■ **CONSIGNE**
Mettez sous forme de liste JSON de chaînes les lignes des enregistrements ci-dessous, en commençant à celle qui contient « 450, row 299. » et en terminant à celle qui contient « column 188, row 363 ». Prévoyez une chaîne par ligne et omettez les lignes vides.

■ **DONNÉES ENREGISTRÉES**
——
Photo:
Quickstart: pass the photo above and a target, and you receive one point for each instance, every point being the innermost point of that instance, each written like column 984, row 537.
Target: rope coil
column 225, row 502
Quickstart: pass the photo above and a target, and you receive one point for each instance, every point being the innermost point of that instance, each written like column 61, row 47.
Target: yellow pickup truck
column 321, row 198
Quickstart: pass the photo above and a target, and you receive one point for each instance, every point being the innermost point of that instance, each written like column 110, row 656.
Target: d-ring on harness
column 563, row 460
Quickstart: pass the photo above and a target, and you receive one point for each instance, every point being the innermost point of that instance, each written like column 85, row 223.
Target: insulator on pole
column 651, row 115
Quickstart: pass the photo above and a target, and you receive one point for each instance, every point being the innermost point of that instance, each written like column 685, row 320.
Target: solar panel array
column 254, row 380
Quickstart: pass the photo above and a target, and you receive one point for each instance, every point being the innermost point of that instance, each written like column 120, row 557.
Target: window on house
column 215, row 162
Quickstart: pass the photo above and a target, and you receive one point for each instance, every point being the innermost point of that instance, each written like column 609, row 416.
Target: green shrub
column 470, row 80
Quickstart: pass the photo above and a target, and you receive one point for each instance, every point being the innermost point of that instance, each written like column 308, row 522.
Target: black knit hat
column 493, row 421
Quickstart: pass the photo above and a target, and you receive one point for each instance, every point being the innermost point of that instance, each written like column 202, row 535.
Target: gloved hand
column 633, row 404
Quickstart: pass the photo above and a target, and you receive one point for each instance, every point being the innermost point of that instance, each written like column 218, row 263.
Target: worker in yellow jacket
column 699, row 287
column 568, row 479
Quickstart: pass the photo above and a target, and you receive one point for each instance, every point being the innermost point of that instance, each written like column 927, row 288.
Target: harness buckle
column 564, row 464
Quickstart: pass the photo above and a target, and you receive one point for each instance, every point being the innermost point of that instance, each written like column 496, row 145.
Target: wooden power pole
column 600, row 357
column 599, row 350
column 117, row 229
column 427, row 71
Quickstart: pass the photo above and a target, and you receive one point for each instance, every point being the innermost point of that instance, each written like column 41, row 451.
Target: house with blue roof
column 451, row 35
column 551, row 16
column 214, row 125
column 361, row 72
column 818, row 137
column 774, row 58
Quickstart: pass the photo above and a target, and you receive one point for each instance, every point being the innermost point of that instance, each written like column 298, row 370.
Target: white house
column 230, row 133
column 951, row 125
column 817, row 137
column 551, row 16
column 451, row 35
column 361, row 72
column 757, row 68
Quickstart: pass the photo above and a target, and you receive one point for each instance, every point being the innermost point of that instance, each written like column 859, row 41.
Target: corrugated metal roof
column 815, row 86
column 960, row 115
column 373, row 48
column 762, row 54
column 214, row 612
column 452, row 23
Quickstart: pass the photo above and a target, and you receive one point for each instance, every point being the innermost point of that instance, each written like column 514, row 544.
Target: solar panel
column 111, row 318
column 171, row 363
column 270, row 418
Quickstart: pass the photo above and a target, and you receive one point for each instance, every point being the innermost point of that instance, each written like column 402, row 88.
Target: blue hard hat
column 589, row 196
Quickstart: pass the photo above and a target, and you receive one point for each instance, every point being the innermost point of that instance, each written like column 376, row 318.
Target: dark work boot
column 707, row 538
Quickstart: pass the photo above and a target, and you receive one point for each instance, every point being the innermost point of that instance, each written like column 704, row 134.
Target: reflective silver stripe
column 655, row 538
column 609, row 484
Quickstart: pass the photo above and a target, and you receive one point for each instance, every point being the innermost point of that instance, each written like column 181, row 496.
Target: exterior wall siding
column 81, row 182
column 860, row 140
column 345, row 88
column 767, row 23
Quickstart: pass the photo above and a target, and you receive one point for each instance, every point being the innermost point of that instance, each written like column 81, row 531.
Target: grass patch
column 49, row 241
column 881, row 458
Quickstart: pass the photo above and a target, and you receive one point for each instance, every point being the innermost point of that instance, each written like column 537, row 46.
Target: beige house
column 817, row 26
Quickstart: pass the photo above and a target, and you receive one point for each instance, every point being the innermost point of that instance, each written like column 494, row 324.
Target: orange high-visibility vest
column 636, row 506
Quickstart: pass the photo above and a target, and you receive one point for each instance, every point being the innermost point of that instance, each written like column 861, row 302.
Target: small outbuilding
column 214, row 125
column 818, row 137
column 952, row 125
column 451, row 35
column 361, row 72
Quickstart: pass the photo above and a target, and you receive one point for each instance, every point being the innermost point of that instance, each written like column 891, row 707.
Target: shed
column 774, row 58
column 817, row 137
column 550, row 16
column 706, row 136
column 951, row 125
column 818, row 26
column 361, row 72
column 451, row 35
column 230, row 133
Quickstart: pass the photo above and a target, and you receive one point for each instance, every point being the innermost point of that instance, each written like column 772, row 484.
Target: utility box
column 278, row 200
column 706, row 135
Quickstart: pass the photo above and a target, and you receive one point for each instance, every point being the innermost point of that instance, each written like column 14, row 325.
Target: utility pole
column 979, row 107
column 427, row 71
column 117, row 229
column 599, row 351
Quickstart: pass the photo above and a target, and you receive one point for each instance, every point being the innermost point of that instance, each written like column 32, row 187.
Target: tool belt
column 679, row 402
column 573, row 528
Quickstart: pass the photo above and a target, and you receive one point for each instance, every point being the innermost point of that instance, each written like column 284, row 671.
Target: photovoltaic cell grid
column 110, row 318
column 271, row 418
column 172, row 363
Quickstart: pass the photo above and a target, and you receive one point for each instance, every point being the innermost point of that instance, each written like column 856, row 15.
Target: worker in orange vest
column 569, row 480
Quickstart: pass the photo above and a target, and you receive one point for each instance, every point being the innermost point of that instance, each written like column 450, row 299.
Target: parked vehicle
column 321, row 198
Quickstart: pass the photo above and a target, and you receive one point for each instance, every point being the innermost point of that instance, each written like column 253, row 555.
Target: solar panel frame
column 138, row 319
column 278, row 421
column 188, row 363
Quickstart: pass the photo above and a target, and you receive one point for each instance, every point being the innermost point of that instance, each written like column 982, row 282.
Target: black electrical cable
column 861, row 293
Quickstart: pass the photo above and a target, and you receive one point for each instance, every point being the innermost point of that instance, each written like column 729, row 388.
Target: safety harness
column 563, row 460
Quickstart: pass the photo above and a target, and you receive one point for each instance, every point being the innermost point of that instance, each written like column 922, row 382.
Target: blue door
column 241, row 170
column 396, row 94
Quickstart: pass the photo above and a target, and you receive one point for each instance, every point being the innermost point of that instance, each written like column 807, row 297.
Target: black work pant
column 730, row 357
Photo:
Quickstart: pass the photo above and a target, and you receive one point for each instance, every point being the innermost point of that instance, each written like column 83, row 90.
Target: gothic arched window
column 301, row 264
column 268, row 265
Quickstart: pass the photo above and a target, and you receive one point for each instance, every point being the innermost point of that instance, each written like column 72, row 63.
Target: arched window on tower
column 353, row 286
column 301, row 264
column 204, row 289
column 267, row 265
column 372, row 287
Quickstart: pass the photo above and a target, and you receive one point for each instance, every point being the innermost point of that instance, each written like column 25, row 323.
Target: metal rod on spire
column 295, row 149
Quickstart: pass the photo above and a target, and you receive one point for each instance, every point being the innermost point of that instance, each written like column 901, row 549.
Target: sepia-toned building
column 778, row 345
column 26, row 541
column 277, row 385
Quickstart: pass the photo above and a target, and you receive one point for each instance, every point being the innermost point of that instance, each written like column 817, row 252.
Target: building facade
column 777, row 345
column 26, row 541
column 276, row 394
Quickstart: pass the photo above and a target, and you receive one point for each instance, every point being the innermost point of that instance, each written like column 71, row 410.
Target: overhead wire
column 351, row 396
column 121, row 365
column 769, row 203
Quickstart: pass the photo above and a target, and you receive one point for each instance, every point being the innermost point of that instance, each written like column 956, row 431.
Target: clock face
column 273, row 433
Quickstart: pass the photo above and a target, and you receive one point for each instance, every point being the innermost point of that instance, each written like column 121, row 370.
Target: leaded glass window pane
——
■ **RÉSULTAT FINAL**
[
  "Quickstart: pass the photo above and a target, and you receive one point for each instance, every point being the innermost point of that instance, each written like column 450, row 299.",
  "Target: parked vehicle",
  "column 321, row 198",
  "Quickstart: pass the photo above and a target, and you receive one point for each instance, every point being the innermost point of that instance, each written like column 253, row 555.",
  "Target: solar panel frame",
  "column 138, row 319",
  "column 278, row 421",
  "column 188, row 363"
]